(Beginning of Given text)
The Whirlpool Corporation released an "executive summary" Thursday, regarding tests conducted at the former Whirlpool Park site in Green Springs.
Whirlpool aims to dispel claims, that use of the park in the 60's and 70's, caused cancer in area residents.
"There has been some allegations raised. There has been some questions raised. We think this gives everyone peace-of-mind by knowing the facts, based upon the science," says Whirlpool's VP of Communications Jeff Noel.
According to the report, a private consultant hired by Whirlpool, and working under the supervision of the Environmental Protection Agency (EPA), took 328 samples, and tested for 232 types of chemical compounds.
Noel says, "Nothing was found, in terms of being positive from those test results, except in the areas that the EPA had done the testing before."
Those spots, previously tested by the EPA, include the basketball court, and the East Grist Mill area.
The tests have confirmed what the EPA already reported, that cancer causing agent levels in those spots are higher than what is considered safe for residential areas.
But the report by Whirlpool states that those levels still are not dangerous.
"It is absolutely conclusive that there are no health concerns. No health concerns in the park both today, and in the past," says Noel.
(End of Given text)
(Beginning of Data supplied)
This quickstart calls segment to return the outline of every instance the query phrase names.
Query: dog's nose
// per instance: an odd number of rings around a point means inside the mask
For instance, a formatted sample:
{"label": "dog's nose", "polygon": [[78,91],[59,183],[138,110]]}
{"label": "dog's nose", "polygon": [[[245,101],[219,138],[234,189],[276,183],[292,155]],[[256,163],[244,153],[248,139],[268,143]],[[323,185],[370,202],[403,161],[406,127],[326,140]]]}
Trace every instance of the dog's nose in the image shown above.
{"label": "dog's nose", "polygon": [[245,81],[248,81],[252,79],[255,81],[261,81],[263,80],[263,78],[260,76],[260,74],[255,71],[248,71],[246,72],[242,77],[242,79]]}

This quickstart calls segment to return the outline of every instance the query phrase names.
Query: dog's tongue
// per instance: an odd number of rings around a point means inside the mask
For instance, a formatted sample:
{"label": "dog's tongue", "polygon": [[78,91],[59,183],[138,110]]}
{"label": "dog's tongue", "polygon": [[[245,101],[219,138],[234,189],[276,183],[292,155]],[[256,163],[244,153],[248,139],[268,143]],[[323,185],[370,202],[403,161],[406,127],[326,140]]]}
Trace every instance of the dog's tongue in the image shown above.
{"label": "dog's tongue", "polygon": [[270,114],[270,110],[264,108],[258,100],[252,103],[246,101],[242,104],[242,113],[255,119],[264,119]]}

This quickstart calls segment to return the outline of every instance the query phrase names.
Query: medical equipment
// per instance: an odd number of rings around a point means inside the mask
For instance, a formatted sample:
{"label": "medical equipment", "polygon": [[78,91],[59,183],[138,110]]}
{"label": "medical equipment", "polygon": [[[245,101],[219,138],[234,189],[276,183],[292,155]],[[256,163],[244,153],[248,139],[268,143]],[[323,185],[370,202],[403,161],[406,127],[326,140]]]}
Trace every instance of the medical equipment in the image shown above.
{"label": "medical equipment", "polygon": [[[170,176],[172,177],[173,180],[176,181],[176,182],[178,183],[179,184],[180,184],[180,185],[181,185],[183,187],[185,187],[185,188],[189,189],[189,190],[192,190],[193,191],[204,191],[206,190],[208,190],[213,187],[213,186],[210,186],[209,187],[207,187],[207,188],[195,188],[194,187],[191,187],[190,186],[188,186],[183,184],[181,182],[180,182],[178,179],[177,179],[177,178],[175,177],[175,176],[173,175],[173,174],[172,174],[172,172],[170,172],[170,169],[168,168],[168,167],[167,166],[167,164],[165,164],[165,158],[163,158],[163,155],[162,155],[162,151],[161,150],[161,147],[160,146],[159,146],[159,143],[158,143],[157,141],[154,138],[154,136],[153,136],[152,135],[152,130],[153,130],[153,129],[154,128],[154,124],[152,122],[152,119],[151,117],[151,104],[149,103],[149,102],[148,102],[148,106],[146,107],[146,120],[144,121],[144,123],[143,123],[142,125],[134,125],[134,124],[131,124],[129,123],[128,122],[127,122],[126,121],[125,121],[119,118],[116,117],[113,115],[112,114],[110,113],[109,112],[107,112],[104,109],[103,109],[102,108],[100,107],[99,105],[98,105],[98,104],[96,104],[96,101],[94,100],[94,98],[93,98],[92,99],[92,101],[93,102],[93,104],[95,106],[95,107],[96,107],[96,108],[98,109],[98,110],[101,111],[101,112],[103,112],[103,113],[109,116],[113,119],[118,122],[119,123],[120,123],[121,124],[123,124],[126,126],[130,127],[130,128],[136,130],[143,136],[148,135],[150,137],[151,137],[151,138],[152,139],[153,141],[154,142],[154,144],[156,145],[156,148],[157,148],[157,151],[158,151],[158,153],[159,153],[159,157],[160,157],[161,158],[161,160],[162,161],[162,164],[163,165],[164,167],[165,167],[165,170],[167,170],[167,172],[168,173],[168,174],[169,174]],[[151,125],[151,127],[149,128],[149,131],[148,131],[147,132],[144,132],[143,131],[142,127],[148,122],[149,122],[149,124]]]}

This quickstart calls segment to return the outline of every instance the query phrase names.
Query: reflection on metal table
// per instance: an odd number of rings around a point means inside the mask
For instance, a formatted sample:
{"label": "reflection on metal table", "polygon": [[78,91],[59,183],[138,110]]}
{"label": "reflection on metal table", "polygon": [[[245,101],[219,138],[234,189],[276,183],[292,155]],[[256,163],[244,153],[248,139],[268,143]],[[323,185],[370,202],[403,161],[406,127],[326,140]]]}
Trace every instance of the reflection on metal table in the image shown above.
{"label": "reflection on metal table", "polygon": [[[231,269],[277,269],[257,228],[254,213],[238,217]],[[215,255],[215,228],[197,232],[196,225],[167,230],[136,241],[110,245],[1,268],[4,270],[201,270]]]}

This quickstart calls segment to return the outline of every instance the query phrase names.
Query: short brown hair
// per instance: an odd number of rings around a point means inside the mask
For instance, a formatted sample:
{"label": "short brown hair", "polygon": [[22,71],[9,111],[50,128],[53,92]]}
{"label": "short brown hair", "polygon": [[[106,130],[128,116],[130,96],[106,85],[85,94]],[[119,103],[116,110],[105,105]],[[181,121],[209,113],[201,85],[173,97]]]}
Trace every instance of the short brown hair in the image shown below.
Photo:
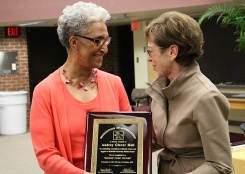
{"label": "short brown hair", "polygon": [[203,33],[197,21],[176,11],[163,13],[145,28],[146,39],[153,36],[159,47],[177,45],[176,62],[188,66],[203,54]]}

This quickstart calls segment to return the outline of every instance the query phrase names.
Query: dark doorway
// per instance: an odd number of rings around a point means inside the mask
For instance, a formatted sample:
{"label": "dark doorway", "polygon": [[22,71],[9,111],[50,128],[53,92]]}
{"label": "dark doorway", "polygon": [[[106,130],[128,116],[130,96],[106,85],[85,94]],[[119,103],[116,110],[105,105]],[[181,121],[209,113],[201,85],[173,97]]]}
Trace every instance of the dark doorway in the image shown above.
{"label": "dark doorway", "polygon": [[27,28],[30,98],[35,86],[58,69],[67,53],[61,45],[55,27]]}
{"label": "dark doorway", "polygon": [[130,25],[118,27],[119,72],[131,104],[131,92],[135,87],[133,32]]}

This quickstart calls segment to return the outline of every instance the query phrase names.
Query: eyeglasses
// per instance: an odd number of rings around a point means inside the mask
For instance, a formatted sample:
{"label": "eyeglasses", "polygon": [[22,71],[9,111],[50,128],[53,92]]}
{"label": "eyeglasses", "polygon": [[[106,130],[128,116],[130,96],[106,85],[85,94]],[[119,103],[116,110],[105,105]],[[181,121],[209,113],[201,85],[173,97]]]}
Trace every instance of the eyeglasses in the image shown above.
{"label": "eyeglasses", "polygon": [[80,36],[80,35],[75,35],[77,37],[80,37],[80,38],[84,38],[84,39],[87,39],[87,40],[90,40],[92,41],[96,46],[102,46],[104,44],[106,45],[109,45],[110,42],[111,42],[111,37],[108,36],[107,38],[105,39],[94,39],[94,38],[90,38],[90,37],[85,37],[85,36]]}
{"label": "eyeglasses", "polygon": [[[161,48],[161,49],[166,49],[166,48],[168,48],[169,46],[165,46],[165,47],[158,47],[158,48]],[[146,49],[146,52],[147,52],[147,54],[148,54],[148,56],[149,57],[151,57],[151,53],[153,52],[153,51],[155,51],[156,49],[154,49],[154,50],[149,50],[148,48]]]}

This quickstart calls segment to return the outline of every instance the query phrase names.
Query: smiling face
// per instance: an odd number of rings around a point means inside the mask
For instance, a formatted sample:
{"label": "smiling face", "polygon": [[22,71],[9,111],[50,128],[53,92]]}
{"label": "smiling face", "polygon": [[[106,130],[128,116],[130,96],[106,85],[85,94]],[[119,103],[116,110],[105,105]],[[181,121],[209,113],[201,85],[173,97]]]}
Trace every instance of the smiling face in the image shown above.
{"label": "smiling face", "polygon": [[[108,39],[108,31],[104,22],[89,24],[89,32],[83,36],[93,39]],[[78,63],[85,68],[100,68],[103,56],[108,52],[108,43],[97,45],[95,42],[79,36],[72,36],[75,39],[75,55]]]}
{"label": "smiling face", "polygon": [[167,48],[160,48],[154,43],[153,36],[147,39],[148,62],[151,63],[154,71],[157,72],[159,77],[168,77],[171,73],[173,58],[171,56],[171,46]]}

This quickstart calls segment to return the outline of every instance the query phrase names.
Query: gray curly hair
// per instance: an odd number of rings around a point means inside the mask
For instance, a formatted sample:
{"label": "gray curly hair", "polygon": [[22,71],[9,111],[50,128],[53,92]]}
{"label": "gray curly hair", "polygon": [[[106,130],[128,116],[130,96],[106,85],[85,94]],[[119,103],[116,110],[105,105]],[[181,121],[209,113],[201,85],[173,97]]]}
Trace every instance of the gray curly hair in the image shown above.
(End of Data supplied)
Keep writing the news story about the Whirlpool Park tests, picking up right after Noel's last quote.

Locals claim to have seen dumping years ago, but without a smoking gun to back up statements, it can only be called hear-say.
Noel says, "There is no evidence of illegal, or hazardous dumping that took place in the park."
WNWO asked Whirlpool executives about dumping locations reported, other than the park site. The response was that Whirlpool would be open to that discussion.
Noel says, "What I would share with them, is what I am sharing with you. We have no records, whatsoever, of Whirlpool Corporation ever having dumped illegal material onto any site."
Despite the ongoing legal battle against Whirlpool, Jeff Noel expresses sympathy on behalf of the company, for area families who have battled cancer, but denies having any part in what may have caused the cancer cluster in Clyde.
WNWO reached out to numerous people involved in the lawsuit, but we were unable to get in contact with them for their response to the whirlpool report.